### [Text to read]
+ + +

One option is to connect the PHP and the RaspberryPI through sockets:

  • the python script, in addition to monitoring for motion, would listen to TCP socket connections to some port (e.g. 5000)
  • the PHP script would: open a TCP socket to the python script, get the data, close the socket

Another option would be to:

  • have the python script serve HTTP on some port (e.g. 5000)
  • use nginx to route specific requests to the python script

This would not use apache and PHP script, but would save you from writing the code to connect from PHP to the python script.

Another option would be to:

  • have a HTTP or TCP socket server running on your PC
  • connect from the python script directly to your PC

This would require you to know and be able to access the IP of the PC from the Raspbery Pi. It has the advantage that it eliminates the polling, so you'll get the notifications faster.

Also note, in your example:

 while(!file_exists('motion')) {
            sleep(0.5);
    }

would this not loop for ever if the file does not exist (i.e. if there is no motion)?

1

I have no idea what the best way would be. You'd have to give some criteria to judge against.

My pigpio Python module supports this mode of operation.

+ + +

### [Entries shown]
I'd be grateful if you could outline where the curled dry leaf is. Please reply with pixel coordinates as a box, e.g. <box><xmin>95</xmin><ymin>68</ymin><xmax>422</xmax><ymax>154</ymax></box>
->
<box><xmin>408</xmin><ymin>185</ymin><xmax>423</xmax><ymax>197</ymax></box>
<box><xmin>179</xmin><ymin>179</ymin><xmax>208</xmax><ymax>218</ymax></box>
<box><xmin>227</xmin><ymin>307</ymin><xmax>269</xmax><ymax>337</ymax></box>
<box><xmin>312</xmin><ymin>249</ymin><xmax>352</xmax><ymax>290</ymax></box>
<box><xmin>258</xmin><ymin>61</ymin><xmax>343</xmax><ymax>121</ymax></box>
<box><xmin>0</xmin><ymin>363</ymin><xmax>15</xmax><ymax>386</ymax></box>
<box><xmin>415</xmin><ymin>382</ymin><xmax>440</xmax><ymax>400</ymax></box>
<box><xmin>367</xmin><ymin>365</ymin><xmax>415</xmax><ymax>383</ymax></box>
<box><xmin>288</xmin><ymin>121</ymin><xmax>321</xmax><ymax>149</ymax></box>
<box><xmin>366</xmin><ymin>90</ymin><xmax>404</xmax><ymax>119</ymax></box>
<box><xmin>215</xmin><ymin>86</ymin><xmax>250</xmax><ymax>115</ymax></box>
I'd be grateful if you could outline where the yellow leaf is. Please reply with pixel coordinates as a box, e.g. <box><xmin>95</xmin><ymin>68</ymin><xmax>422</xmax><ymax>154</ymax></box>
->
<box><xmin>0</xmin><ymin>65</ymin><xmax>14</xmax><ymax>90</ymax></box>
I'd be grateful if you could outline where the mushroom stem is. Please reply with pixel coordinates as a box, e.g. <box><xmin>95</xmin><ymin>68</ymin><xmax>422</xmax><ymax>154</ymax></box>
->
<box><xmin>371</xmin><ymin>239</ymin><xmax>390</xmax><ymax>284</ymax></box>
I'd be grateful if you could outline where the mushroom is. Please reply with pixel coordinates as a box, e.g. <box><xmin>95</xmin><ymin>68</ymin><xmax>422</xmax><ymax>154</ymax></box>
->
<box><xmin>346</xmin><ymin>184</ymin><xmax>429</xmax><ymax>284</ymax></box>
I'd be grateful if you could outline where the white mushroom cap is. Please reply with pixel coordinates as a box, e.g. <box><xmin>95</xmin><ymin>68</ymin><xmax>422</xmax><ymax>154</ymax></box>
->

+ + +

### [Instructions]
• a. Set out the listing lines from the line containing "I'd be grateful if you could outline where the white" through the end of the listing as a numbered list, leaving out blank lines.
• b. Pick up the passage on connecting a PHP script to a Python script on a Raspberry Pi from its last sentence and keep writing.

### [Responses to the exercise]
• a.
1. I'd be grateful if you could outline where the white mushroom cap is. Please reply with pixel coordinates as a box, e.g. <box><xmin>95</xmin><ymin>68</ymin><xmax>422</xmax><ymax>154</ymax></box>
2. ->

• b.
You have the pigpio daemon running on the Pi. You have a Python script running on your PC (Windows, Linux, Mac etc.) which connects to the pigpio daemon over the network. The script will see the Pi's GPIO as if they are on the PC.

The following example runs on a PC and connects to a Pi with network name "paul". It prints a line each time GPIO 4 changes state.

# master.py

import time
import pigpio

GPIO=4

def callback_func(gpio, level, tick):
   print("g={} l={} t={}".format(gpio, level, tick))

pi = pigpio.pi("paul") # Connect to paul.

cb = pi.callback(GPIO, pigpio.EITHER_EDGE, callback_func)

time.sleep(30)

cb.cancel()

pi.stop() # Disconnect from paul.

Example output.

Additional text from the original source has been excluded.